**WHAT IS EXPECTED**: Copy the data word for word, from its first line through the line that contains "(1169, 718)", with both ends included.
§
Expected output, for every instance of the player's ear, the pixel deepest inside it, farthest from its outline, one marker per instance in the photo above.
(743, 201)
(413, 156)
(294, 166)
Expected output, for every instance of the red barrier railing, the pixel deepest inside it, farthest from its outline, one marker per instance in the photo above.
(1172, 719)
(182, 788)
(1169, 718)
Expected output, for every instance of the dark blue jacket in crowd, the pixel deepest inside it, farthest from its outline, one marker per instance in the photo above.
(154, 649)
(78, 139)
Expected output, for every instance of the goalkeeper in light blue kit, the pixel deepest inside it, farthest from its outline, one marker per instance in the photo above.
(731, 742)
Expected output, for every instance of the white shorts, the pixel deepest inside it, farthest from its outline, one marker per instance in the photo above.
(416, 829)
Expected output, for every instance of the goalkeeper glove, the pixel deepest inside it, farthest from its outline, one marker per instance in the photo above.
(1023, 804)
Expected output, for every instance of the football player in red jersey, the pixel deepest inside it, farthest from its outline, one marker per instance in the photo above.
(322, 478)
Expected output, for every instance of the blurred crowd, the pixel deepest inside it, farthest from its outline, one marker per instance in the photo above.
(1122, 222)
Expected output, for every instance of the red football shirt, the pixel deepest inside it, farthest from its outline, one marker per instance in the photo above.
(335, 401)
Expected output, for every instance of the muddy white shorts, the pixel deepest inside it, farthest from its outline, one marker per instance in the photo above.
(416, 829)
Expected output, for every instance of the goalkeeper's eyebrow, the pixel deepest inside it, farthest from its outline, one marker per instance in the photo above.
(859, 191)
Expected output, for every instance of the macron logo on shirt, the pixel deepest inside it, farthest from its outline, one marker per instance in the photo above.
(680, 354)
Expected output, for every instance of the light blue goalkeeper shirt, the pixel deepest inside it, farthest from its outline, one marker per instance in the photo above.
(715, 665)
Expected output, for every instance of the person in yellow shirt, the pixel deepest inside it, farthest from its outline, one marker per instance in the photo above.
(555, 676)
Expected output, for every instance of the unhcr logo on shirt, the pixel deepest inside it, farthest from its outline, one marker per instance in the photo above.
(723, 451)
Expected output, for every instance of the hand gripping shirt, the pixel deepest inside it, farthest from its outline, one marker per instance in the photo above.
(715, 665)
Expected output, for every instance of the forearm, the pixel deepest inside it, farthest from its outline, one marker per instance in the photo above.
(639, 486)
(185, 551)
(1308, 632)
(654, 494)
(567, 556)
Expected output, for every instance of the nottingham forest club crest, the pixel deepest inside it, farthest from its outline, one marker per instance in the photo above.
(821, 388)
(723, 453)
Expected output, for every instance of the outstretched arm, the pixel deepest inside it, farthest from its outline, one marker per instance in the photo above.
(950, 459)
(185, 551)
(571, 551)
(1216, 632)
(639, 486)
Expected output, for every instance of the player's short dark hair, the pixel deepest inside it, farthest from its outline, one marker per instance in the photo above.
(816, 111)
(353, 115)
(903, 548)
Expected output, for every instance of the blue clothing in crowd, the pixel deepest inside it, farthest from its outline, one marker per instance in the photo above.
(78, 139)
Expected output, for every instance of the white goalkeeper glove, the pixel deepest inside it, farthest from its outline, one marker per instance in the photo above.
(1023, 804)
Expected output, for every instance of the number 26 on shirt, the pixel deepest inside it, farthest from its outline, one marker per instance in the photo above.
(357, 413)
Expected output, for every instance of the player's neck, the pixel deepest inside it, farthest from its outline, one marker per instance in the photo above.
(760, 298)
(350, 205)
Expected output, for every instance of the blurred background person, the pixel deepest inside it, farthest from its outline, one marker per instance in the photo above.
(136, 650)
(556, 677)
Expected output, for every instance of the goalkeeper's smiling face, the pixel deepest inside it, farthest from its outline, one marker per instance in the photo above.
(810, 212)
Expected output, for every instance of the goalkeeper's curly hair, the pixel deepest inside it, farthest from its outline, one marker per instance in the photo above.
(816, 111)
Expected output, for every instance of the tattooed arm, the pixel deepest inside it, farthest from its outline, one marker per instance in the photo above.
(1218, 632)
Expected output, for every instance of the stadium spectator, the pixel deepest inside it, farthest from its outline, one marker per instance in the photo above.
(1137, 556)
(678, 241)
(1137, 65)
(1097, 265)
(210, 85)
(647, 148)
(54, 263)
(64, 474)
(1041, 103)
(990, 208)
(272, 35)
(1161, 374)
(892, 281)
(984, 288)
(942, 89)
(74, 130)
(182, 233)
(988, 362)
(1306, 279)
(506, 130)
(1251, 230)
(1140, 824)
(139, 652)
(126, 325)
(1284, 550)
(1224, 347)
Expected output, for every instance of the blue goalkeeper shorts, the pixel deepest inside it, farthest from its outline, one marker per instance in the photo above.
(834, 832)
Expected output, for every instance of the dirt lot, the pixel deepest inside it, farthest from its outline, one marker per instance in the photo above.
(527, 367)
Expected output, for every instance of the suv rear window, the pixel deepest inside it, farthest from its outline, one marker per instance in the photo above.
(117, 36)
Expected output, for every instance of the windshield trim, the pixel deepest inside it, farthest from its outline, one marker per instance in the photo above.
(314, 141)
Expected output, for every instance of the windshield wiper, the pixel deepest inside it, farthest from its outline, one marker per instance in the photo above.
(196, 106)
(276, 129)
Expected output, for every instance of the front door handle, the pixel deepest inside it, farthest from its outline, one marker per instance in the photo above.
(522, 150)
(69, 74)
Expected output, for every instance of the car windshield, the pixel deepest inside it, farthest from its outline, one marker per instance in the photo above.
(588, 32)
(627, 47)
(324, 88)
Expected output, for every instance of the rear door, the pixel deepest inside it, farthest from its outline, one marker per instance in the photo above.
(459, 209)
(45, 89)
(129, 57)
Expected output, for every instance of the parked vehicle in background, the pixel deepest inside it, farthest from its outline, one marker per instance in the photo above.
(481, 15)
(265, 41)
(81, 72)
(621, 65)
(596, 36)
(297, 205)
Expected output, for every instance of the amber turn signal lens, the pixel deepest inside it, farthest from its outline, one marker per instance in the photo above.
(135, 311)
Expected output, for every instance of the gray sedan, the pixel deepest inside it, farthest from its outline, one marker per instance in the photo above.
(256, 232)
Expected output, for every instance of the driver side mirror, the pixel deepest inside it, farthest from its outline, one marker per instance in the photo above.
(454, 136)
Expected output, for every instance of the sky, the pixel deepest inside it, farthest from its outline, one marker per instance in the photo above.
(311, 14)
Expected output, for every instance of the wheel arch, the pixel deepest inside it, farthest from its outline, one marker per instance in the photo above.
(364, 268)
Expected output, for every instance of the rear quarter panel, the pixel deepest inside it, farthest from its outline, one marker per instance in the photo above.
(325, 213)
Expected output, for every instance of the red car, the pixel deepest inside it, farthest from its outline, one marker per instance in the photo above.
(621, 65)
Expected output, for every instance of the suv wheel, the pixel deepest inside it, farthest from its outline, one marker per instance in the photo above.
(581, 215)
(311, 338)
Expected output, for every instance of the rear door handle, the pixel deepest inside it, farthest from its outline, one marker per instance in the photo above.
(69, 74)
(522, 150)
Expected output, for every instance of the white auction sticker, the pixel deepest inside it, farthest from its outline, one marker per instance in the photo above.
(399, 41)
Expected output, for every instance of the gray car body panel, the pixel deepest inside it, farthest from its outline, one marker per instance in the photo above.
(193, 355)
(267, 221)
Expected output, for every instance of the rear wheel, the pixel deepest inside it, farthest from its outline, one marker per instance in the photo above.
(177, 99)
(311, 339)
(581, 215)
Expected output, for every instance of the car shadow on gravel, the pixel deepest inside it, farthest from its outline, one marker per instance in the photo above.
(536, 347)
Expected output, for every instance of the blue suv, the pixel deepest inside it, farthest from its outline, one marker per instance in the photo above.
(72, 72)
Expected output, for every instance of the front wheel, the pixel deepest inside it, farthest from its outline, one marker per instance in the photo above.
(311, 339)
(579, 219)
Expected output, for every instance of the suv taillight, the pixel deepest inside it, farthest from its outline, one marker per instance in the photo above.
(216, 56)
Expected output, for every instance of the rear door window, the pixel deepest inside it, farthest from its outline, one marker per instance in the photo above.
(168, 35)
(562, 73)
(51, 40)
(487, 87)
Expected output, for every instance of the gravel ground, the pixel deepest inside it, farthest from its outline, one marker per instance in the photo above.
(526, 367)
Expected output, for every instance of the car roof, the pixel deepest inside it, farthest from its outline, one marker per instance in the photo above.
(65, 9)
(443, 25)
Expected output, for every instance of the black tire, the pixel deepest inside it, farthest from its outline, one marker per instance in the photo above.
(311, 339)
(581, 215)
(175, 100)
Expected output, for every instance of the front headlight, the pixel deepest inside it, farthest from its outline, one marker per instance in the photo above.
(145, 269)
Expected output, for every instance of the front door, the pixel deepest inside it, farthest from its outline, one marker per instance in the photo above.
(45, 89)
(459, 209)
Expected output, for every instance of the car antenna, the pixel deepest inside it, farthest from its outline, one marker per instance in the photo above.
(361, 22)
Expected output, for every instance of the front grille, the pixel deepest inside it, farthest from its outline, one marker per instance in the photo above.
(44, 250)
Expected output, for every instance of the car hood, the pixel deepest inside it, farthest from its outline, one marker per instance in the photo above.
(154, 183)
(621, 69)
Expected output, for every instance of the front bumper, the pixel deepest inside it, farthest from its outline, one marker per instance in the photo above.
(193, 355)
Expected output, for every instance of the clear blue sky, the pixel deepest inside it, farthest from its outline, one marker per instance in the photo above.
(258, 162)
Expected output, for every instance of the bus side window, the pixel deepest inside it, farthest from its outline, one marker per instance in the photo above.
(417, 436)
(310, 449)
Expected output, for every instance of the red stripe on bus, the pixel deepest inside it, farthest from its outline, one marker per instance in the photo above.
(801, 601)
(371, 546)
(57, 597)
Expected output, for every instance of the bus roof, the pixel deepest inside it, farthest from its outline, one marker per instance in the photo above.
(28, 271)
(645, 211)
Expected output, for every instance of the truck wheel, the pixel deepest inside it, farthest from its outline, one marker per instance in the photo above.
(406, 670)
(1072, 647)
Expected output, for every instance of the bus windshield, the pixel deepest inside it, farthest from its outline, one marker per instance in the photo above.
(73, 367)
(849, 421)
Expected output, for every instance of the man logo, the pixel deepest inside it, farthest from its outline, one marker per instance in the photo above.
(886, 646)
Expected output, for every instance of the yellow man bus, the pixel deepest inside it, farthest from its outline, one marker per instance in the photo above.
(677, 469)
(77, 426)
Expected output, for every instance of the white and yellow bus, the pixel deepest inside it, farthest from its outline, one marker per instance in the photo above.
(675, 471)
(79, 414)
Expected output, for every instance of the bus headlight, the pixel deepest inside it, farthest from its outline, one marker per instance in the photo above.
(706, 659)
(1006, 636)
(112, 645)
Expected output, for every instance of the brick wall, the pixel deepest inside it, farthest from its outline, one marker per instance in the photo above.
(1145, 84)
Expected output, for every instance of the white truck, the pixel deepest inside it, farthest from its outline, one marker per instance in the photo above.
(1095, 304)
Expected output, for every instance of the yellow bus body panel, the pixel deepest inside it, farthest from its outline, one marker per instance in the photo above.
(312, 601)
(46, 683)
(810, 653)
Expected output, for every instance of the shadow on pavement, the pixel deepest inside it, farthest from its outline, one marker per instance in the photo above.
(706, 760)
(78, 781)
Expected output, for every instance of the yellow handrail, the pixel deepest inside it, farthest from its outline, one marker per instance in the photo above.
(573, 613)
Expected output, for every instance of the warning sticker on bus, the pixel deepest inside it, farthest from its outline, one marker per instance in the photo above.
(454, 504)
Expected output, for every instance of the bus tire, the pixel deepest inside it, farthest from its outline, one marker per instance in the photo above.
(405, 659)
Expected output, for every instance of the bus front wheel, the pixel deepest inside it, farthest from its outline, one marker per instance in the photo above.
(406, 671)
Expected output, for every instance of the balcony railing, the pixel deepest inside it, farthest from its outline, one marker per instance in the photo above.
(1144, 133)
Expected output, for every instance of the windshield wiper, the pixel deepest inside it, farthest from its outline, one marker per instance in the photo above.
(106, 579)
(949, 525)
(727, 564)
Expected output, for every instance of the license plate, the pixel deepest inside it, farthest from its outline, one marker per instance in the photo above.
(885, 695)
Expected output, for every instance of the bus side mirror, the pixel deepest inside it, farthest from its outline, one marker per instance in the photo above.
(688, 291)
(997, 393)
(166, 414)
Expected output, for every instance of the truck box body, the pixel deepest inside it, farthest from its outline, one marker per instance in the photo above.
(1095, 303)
§
**RESULT BELOW**:
Expected output, for every instance of the player's ear, the pixel deepest inside it, farthest from its outline, one marker per instance in the photo above.
(743, 201)
(413, 156)
(294, 166)
Expected output, for every instance of the red barrier railing, the pixel deepest inside it, farthest from its outline, one marker per instance in the photo above.
(1172, 719)
(182, 788)
(1169, 718)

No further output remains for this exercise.